COMPITO DA SVOLGERE:
Ricopia per intero il brano sulla corruzione in Puglia, senza cambiare nulla.

BRANO FORNITO:
%%

La ricerca frenetica di capri espiatori in questa storia tende a spiegare la corruzione venuta alla luce con la responsabilità personale di alcuni (che in realtà forse sarà stabilita dai giudici), mentre si è chiaramente di fronte ad una responsabilità politica per il mancato contrasto di meccanismi che la facilitano e la impongono.
 

Inalterati i rapporti di potere

Il cambiamento politico reale che esprimesse un’inversione dei rapporti di potere tra espropriati ed espropriatori, cioè tra cittadini finanziatori del sistema ma derubati e marginalizzati in ruolo di supina accettazione della inefficienza dei servizi da una parte, e operatori chiamati a servire ma organizzati per i propri interessi di casta e burocrazia prona a scelte clientelari del governante di turno dall’altra, non lo abbiamo visto.

La corruzione della burocrazia è una realtà nella nostra regione come ha documentato in questi mesi la Corte dei Conti, che attribuisce al fenomeno nella pubblica amministrazione una perdita di circa dieci miliardi di euro di denaro pubblico. Cifra che porta la regione Puglia al secondo posto di questa speciale classifica che vede primeggiare, per volume di risorse sprecate, la Campania.
La lezione più importante che si deve ricavare dal cambiamento di colore politico e di ispirazione culturale ed etica (anche se di quest’ultima componente si è visto ben poco, com’è evidente) del governo regionale avvenuto in Puglia è proprio l’impossibilità di una rivoluzione che non giunga dal basso, cioè dall’esito di un processo di acquisizione di consapevolezza e di successivo avvio di conflitto sociale proprio da parte degli espropriati.

%%

ESTRATTI DEI DATI:
%%

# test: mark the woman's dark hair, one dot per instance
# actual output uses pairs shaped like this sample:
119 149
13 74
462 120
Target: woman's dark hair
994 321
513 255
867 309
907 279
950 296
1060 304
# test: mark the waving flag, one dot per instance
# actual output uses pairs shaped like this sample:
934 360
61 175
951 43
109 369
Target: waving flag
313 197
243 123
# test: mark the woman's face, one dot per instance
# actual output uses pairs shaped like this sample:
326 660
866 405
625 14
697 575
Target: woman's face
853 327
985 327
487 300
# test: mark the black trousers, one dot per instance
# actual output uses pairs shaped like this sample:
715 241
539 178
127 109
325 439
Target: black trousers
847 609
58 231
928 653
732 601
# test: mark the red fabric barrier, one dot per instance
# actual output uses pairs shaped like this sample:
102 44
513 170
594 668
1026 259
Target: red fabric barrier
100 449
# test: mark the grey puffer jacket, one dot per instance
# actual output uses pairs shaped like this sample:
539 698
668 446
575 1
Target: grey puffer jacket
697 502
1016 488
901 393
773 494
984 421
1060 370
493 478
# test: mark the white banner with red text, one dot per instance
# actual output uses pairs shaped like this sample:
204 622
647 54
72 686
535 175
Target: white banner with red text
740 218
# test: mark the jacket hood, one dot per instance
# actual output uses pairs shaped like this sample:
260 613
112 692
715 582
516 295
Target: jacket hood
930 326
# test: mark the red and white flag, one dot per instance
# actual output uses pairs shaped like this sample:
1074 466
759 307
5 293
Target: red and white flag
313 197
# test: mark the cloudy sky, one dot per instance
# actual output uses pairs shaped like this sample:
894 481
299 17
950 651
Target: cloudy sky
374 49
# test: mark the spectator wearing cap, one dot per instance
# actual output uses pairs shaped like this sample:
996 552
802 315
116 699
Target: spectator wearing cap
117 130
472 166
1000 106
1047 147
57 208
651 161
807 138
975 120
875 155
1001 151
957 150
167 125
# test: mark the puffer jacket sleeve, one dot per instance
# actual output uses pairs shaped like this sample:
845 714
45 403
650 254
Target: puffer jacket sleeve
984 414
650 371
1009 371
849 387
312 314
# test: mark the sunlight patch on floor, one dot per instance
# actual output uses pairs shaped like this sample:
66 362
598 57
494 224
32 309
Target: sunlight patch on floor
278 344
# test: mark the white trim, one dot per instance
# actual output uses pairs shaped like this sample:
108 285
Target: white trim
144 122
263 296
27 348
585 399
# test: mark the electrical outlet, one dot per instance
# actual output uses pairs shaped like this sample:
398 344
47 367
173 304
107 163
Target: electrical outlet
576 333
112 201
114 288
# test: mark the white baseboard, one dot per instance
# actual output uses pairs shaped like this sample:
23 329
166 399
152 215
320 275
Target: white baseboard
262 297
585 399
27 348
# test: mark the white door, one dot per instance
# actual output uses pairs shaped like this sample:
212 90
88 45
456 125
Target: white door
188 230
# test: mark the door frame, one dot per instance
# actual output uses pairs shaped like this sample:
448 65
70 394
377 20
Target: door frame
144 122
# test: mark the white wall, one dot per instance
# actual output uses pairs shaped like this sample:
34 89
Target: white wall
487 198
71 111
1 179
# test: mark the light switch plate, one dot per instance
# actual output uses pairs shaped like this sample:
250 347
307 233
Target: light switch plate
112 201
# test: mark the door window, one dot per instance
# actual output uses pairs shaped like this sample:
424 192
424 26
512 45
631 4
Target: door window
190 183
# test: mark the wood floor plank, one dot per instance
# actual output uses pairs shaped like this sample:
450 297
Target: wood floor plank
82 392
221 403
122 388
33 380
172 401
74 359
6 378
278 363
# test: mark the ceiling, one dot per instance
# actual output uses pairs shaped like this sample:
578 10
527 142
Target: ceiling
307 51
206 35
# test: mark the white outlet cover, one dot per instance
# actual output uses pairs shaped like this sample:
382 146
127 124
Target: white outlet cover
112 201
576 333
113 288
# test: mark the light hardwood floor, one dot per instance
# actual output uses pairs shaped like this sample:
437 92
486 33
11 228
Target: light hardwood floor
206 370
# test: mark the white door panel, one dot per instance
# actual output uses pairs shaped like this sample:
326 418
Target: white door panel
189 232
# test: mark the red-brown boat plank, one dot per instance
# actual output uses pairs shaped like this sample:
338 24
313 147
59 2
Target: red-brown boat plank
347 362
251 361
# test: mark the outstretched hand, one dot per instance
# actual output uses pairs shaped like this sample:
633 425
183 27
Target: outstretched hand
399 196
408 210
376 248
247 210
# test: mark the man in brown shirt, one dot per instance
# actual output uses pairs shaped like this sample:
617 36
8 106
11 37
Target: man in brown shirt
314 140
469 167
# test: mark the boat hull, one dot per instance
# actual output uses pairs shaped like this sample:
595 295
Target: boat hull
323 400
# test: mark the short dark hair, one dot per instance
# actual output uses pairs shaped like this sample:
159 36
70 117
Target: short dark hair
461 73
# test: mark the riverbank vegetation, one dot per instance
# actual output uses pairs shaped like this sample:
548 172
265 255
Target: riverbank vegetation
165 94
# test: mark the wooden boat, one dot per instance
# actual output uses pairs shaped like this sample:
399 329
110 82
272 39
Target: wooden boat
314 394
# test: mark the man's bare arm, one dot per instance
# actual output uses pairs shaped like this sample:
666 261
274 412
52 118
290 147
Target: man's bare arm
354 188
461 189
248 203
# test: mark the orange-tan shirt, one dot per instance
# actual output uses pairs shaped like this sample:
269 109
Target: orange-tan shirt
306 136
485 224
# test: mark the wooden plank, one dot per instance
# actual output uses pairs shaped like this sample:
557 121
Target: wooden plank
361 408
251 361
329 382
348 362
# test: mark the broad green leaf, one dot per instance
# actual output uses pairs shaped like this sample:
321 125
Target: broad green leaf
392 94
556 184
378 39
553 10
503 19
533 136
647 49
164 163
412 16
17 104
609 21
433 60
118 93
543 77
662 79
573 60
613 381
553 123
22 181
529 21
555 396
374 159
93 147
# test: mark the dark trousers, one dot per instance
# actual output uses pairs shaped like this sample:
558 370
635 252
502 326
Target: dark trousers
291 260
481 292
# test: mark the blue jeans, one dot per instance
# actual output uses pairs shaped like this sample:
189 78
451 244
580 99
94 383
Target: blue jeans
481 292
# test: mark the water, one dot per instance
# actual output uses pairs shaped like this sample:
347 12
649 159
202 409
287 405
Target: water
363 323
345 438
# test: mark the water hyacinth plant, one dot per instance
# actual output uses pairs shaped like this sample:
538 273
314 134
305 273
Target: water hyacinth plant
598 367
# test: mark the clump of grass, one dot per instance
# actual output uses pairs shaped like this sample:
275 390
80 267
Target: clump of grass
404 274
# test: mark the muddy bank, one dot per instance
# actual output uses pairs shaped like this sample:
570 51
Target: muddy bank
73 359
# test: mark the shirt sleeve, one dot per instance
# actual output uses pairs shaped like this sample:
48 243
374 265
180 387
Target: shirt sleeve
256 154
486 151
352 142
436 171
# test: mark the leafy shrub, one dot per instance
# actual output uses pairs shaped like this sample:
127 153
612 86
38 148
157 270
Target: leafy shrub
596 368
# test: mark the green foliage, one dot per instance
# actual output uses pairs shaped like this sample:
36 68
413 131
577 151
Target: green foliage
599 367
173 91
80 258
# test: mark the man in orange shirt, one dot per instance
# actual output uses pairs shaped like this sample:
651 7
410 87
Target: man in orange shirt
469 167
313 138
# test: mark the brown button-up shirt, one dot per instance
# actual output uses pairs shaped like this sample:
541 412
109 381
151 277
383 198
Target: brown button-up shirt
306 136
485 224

%%

LA TUA SOLUZIONE:
La ricerca frenetica di capri espiatori in questa storia tende a spiegare la corruzione venuta alla luce con la responsabilità personale di alcuni (che in realtà forse sarà stabilita dai giudici), mentre si è chiaramente di fronte ad una responsabilità politica per il mancato contrasto di meccanismi che la facilitano e la impongono.
 

Inalterati i rapporti di potere

Il cambiamento politico reale che esprimesse un’inversione dei rapporti di potere tra espropriati ed espropriatori, cioè tra cittadini finanziatori del sistema ma derubati e marginalizzati in ruolo di supina accettazione della inefficienza dei servizi da una parte, e operatori chiamati a servire ma organizzati per i propri interessi di casta e burocrazia prona a scelte clientelari del governante di turno dall’altra, non lo abbiamo visto.

La corruzione della burocrazia è una realtà nella nostra regione come ha documentato in questi mesi la Corte dei Conti, che attribuisce al fenomeno nella pubblica amministrazione una perdita di circa dieci miliardi di euro di denaro pubblico. Cifra che porta la regione Puglia al secondo posto di questa speciale classifica che vede primeggiare, per volume di risorse sprecate, la Campania.
La lezione più importante che si deve ricavare dal cambiamento di colore politico e di ispirazione culturale ed etica (anche se di quest’ultima componente si è visto ben poco, com’è evidente) del governo regionale avvenuto in Puglia è proprio l’impossibilità di una rivoluzione che non giunga dal basso, cioè dall’esito di un processo di acquisizione di consapevolezza e di successivo avvio di conflitto sociale proprio da parte degli espropriati.